Natural language region descriptions
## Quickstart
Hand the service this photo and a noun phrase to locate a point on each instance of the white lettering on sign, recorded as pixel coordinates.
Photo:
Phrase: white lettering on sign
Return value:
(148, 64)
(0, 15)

## WORK REQUEST
Restate the records above word for word.

## REPLY TO THE EXERCISE
## Quickstart
Hand the service this photo and a noun phrase to locate a point on each instance of the white lettering on sign, recorded as pixel coordinates.
Photo:
Phrase: white lettering on sign
Return value:
(148, 64)
(0, 15)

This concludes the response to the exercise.